[Point annotation items]
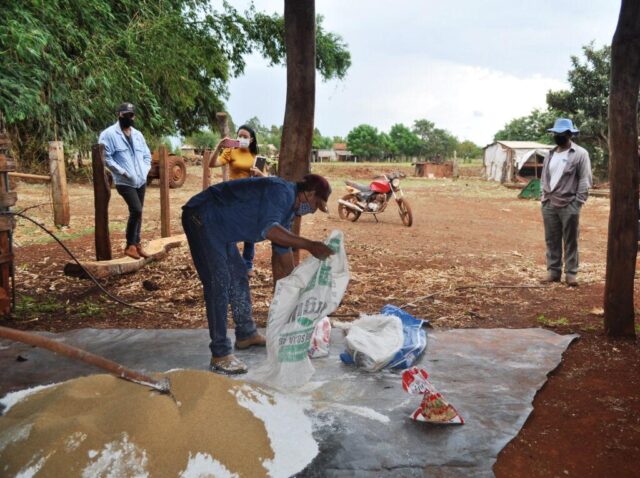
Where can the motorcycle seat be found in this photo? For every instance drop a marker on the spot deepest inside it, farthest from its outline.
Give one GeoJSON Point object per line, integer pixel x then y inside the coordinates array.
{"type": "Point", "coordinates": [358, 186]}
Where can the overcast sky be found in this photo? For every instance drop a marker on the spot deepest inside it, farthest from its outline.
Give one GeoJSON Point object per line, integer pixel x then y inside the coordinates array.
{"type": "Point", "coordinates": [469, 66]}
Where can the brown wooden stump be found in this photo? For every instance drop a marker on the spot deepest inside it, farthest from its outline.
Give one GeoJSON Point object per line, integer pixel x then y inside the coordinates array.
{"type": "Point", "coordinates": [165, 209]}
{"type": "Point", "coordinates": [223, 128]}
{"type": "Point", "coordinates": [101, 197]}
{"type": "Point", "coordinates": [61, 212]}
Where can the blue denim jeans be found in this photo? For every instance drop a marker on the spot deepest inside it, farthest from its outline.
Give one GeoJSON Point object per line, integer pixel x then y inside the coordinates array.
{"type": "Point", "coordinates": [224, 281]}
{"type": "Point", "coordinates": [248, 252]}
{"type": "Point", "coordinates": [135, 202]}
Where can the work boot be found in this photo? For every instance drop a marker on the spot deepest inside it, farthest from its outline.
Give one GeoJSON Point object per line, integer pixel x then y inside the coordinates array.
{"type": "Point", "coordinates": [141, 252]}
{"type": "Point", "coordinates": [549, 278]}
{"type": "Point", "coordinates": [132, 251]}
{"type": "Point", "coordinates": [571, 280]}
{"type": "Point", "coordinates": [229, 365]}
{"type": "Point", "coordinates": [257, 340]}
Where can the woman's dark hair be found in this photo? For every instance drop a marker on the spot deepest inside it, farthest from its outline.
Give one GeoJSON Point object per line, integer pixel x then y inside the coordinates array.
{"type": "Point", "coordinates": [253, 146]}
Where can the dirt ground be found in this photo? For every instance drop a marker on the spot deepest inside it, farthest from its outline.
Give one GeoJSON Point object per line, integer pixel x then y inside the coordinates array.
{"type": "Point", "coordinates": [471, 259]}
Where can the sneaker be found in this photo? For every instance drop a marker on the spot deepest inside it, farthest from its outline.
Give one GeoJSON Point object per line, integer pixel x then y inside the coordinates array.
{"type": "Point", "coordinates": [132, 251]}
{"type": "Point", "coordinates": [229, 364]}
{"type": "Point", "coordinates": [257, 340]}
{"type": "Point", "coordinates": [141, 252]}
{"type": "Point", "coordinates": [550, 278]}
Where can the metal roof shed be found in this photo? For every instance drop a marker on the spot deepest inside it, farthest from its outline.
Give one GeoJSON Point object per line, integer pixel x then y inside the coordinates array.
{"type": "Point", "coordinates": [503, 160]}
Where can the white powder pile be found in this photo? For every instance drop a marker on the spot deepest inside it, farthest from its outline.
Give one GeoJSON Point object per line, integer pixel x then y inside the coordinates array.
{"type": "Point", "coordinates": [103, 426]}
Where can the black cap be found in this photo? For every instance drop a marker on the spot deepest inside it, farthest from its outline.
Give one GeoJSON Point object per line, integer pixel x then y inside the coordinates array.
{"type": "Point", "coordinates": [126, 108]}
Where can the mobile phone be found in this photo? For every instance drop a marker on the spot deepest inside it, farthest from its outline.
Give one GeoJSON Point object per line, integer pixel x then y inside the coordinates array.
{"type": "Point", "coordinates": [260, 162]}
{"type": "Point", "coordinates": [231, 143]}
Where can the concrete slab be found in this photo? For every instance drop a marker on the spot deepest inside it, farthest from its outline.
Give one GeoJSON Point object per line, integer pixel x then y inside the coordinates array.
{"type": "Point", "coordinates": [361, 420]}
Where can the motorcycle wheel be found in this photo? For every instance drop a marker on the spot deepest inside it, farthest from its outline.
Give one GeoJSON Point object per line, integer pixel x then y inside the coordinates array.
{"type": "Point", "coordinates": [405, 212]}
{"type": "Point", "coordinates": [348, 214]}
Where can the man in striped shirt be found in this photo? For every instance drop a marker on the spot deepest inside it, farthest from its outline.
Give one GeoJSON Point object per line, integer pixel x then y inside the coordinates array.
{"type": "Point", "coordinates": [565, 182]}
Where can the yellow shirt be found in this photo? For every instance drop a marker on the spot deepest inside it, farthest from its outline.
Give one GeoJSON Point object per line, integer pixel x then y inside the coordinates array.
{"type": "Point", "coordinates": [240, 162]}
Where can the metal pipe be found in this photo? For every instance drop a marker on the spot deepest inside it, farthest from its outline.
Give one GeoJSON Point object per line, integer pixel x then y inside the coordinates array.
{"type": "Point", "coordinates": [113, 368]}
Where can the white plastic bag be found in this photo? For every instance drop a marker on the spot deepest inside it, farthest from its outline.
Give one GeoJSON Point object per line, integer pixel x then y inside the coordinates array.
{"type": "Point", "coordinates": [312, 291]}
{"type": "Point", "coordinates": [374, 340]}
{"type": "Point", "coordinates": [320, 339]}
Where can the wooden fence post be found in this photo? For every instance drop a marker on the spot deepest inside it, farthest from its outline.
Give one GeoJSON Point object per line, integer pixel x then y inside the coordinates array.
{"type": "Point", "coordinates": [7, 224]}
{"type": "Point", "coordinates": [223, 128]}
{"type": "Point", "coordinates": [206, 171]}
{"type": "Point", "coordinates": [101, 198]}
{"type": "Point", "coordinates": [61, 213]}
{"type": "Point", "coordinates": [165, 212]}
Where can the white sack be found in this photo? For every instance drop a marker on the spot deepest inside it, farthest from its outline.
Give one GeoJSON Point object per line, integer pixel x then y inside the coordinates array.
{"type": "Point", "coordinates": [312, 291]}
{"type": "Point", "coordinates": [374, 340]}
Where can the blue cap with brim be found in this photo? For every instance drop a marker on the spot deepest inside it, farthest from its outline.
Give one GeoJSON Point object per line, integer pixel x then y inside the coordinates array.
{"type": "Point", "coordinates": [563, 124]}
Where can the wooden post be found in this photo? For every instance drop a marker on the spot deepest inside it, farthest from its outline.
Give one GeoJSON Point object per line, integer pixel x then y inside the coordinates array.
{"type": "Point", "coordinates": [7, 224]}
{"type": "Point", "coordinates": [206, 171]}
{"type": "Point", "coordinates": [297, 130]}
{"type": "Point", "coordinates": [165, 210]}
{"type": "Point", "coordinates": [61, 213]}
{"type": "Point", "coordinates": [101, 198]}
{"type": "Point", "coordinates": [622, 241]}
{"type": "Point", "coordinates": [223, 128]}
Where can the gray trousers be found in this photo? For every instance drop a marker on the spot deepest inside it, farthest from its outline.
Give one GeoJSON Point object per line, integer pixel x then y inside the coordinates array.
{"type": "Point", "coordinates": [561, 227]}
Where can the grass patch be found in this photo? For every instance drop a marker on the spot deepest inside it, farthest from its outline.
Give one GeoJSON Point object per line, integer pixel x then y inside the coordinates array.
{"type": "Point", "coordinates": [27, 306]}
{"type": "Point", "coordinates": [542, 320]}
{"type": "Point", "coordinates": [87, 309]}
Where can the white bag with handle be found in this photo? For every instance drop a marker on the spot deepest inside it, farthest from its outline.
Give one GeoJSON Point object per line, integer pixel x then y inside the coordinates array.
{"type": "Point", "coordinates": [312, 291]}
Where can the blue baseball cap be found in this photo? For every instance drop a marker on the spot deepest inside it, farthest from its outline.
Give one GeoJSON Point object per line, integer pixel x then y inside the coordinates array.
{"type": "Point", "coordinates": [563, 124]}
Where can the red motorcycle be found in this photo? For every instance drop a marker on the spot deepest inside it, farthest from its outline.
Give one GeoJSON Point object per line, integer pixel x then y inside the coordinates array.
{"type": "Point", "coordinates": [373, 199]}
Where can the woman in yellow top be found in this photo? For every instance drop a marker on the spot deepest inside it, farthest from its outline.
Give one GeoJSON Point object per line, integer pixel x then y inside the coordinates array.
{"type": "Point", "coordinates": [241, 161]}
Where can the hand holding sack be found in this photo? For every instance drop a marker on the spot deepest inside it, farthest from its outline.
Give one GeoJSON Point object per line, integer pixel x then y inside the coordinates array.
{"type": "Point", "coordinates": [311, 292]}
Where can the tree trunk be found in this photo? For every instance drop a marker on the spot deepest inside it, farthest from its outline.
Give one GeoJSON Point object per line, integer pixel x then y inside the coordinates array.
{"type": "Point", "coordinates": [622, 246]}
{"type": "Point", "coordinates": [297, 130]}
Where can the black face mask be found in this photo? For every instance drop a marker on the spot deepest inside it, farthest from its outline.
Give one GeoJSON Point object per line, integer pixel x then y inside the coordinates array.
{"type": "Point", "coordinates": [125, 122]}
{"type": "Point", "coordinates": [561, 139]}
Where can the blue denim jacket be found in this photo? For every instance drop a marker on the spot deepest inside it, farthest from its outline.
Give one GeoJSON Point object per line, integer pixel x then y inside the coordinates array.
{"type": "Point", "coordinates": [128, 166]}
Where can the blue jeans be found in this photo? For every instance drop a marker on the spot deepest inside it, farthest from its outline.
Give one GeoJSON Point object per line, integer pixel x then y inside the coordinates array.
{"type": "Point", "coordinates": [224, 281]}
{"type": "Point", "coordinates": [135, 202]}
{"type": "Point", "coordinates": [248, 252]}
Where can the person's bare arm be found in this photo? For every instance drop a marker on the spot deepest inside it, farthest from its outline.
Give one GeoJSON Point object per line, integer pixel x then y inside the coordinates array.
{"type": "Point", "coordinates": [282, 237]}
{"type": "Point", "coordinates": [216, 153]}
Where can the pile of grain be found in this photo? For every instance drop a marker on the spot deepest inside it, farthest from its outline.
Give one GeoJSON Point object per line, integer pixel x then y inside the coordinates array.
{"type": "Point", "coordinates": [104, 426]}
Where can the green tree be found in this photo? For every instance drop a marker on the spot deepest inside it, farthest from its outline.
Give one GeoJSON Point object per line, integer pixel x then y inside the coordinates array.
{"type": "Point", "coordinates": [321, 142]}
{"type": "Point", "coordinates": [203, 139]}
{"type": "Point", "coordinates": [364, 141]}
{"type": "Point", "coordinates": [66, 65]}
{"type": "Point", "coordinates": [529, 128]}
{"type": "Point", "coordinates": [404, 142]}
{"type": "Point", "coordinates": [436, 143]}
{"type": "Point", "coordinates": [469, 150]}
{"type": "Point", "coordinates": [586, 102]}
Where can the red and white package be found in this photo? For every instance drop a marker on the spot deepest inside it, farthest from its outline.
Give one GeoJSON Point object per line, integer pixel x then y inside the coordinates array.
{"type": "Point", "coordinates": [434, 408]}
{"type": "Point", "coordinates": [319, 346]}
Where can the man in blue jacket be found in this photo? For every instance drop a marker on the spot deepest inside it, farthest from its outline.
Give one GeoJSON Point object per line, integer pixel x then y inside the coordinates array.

◆ Goal:
Can you lay out every line from the one containing "Where can the green" through the end of the items as a numbered list, leaving out blank lines?

◆ Exercise response:
1. Where can the green tree be found in this photo? For every instance drop a marker on the spot deepest inside it, farthest from its outline.
2. Give one GeoJSON Point object per line, integer pixel x then y inside the coordinates array.
3. {"type": "Point", "coordinates": [321, 142]}
4. {"type": "Point", "coordinates": [203, 139]}
5. {"type": "Point", "coordinates": [364, 141]}
6. {"type": "Point", "coordinates": [66, 65]}
7. {"type": "Point", "coordinates": [529, 128]}
8. {"type": "Point", "coordinates": [404, 142]}
9. {"type": "Point", "coordinates": [436, 143]}
10. {"type": "Point", "coordinates": [469, 150]}
11. {"type": "Point", "coordinates": [586, 102]}
12. Where can the red and white package be found in this photo? For every instance drop a marker on the spot deepest inside it, farthest from its outline.
13. Give one GeoJSON Point object per line, integer pixel x then y inside the coordinates array.
14. {"type": "Point", "coordinates": [434, 408]}
15. {"type": "Point", "coordinates": [319, 346]}
16. Where can the man in blue jacket be found in this photo? For every instance drop a marker on the spot deepest inside it, farthest from its outline.
17. Give one GeoJSON Point object per line, integer pixel x then y inside the coordinates array.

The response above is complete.